#### Written instruction:
Reproduce the records from their first line up to and including the line with "[8, 10, 149, 175]", leaving out the pictures.

:: Provided information ::

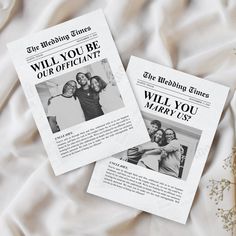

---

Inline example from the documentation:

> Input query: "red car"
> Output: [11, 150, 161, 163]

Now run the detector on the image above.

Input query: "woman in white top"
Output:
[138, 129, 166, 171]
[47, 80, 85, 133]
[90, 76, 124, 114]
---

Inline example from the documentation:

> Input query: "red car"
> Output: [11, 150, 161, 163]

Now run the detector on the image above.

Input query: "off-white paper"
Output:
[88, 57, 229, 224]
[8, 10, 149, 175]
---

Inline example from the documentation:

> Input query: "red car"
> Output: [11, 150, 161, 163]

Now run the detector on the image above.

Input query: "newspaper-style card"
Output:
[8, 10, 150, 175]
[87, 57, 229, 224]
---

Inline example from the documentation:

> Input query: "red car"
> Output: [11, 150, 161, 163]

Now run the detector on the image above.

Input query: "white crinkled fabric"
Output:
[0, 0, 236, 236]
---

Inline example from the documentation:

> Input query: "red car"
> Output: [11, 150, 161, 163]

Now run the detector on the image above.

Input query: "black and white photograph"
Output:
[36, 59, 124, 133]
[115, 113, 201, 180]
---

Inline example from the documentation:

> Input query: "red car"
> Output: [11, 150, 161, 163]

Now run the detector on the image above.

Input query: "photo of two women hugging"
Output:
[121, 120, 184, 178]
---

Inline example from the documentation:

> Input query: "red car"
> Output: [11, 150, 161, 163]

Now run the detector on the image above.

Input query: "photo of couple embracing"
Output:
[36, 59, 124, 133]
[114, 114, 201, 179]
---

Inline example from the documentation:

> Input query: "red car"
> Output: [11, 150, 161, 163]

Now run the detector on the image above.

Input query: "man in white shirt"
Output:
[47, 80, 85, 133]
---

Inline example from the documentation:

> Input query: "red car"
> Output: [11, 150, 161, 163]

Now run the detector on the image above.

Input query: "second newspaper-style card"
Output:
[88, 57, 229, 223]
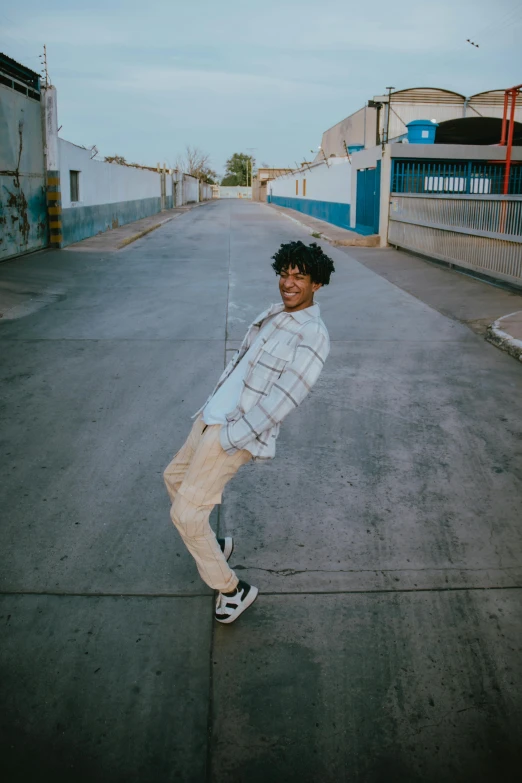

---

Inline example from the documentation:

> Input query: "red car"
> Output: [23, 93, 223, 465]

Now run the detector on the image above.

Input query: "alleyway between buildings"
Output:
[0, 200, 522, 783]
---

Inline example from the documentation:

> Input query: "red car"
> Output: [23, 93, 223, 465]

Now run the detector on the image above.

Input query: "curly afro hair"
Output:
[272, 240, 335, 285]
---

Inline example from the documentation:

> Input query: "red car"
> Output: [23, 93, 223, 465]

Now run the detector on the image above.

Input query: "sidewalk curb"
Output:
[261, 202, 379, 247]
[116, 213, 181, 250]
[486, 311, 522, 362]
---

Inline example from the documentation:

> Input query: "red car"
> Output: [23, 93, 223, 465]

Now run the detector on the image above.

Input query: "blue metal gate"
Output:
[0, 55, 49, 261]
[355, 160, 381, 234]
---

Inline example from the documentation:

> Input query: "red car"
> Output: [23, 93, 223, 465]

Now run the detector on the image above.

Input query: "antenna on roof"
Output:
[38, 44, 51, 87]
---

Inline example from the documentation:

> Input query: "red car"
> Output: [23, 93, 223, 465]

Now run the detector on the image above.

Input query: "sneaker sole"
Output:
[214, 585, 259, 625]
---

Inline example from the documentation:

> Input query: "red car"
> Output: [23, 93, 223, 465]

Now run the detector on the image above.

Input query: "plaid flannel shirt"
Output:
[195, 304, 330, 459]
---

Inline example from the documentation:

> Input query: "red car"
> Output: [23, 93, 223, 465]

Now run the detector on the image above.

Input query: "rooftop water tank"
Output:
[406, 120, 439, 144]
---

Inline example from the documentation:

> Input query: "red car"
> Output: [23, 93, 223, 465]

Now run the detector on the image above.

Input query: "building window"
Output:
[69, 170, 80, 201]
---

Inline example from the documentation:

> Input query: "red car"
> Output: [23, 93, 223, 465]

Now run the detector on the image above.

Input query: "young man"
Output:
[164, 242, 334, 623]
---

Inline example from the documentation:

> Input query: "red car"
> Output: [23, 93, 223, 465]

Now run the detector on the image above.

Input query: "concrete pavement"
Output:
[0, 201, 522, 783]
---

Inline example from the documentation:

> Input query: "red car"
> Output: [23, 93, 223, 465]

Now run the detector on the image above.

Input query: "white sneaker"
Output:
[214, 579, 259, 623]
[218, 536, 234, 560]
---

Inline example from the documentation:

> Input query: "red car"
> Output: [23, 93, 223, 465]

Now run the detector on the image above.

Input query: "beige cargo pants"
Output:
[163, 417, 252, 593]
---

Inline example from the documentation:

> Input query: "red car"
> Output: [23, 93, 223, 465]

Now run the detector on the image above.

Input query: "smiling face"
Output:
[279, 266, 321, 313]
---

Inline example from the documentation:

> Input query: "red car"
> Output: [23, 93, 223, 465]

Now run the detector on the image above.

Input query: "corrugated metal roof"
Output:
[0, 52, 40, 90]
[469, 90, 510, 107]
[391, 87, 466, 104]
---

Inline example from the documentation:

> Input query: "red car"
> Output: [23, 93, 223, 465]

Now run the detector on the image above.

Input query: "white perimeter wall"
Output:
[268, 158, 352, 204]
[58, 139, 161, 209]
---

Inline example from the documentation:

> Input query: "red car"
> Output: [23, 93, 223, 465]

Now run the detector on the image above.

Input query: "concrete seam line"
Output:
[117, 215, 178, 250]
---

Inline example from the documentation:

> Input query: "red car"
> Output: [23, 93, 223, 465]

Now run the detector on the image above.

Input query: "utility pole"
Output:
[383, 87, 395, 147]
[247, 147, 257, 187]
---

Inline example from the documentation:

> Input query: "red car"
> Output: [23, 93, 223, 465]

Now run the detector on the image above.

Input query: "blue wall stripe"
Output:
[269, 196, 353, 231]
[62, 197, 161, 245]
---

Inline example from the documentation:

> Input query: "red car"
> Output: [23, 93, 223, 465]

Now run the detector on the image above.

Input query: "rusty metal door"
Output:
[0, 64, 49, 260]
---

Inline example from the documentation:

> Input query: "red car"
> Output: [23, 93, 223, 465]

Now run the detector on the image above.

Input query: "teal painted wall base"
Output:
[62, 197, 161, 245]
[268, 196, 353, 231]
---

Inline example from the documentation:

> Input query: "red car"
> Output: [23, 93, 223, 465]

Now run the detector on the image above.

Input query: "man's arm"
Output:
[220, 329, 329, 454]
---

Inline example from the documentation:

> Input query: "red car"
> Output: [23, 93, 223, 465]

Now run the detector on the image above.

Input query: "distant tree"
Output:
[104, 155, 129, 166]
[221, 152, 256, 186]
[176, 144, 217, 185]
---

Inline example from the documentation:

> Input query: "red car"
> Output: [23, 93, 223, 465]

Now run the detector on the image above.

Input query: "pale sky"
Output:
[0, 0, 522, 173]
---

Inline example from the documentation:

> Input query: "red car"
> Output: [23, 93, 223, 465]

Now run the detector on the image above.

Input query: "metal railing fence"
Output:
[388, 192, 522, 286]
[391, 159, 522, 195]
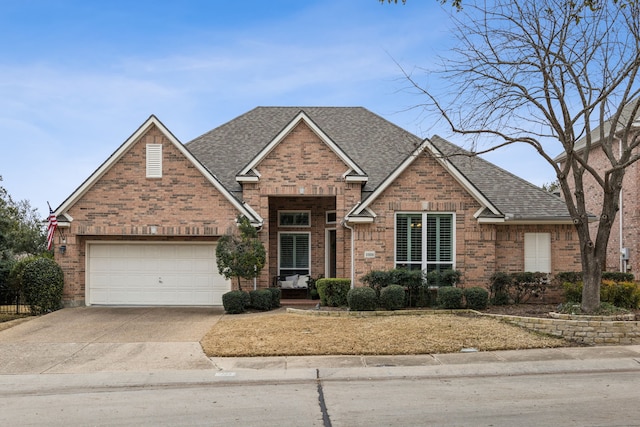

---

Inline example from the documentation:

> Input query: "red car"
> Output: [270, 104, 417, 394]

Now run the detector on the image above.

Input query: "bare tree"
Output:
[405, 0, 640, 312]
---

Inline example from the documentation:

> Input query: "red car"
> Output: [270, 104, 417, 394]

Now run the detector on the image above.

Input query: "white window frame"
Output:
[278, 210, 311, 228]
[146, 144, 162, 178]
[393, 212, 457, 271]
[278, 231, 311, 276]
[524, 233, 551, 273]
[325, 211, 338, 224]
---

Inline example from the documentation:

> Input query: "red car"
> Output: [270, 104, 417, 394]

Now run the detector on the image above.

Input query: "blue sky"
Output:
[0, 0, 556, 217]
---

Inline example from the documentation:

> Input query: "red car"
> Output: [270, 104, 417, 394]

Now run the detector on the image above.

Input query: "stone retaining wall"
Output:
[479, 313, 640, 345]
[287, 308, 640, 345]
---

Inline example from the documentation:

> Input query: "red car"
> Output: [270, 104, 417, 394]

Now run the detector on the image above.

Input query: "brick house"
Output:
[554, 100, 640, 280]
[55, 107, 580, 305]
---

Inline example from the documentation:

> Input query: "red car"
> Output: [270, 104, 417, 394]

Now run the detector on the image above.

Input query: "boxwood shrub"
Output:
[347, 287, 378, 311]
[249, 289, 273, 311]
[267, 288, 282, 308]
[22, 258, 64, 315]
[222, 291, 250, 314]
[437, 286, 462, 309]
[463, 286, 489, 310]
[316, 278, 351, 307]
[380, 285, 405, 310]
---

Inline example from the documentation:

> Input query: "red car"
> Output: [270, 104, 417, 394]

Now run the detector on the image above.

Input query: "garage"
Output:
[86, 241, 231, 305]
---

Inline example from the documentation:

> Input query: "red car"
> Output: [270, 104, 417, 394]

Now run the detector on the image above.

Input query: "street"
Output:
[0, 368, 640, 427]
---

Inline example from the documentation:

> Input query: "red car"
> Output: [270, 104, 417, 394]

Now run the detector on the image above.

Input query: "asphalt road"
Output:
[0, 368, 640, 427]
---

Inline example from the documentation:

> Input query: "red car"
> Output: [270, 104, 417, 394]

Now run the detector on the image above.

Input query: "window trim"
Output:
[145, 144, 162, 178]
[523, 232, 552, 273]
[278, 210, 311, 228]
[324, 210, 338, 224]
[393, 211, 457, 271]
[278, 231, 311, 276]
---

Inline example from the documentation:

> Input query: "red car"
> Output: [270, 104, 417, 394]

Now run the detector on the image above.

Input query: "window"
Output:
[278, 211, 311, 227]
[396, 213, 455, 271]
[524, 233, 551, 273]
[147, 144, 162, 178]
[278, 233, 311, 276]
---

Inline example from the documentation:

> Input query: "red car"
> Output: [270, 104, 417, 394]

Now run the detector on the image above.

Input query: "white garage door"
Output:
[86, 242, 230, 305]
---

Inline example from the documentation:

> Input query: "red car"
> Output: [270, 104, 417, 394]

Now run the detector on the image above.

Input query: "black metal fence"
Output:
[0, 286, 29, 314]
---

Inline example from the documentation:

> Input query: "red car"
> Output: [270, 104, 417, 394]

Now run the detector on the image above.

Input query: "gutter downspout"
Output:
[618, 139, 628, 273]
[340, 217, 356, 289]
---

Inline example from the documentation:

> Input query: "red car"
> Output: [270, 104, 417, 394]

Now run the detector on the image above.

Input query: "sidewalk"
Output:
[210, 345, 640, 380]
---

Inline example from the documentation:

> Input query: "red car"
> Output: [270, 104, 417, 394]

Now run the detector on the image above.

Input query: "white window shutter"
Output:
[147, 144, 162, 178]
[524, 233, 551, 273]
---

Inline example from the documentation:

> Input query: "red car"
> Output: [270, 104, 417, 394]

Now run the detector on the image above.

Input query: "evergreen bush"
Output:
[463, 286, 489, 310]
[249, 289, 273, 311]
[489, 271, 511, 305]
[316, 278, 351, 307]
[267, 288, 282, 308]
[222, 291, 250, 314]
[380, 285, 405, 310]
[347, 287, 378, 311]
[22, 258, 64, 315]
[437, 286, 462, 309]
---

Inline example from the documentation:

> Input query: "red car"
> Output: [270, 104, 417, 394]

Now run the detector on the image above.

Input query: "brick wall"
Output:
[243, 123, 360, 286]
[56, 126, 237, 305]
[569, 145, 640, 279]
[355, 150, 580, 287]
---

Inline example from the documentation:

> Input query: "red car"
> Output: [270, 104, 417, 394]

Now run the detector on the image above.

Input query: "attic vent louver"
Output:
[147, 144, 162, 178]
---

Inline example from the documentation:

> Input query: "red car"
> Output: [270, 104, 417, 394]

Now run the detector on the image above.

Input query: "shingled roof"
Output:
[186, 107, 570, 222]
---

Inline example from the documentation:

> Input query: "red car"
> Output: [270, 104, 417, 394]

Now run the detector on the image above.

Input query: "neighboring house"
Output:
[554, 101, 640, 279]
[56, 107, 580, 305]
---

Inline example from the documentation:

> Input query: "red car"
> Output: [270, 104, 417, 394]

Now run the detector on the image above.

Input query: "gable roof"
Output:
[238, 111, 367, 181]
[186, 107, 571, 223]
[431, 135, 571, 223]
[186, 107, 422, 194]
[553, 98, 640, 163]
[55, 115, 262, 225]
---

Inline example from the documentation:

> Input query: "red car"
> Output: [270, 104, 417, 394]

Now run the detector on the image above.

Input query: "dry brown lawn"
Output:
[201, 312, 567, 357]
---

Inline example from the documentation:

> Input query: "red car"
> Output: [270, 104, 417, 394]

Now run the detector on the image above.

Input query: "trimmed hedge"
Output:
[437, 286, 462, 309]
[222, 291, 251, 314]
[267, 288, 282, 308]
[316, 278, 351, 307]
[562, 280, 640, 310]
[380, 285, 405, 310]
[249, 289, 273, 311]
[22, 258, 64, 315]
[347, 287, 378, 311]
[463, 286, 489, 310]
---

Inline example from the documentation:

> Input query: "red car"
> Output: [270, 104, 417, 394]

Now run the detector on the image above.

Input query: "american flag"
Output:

:::

#### Solved exercise:
---

Inline example from the documentation:

> Input query: "red car"
> Output: [11, 150, 161, 163]

Now run the detector on the image above.

Input query: "woman in white top"
Output:
[138, 129, 166, 171]
[47, 80, 85, 133]
[90, 76, 124, 114]
---

Inline example from the documentation:

> Input query: "red car"
> Output: [11, 150, 161, 163]

Now run the detector on the image above.

Input query: "off-white paper"
Output:
[88, 57, 229, 224]
[8, 10, 149, 175]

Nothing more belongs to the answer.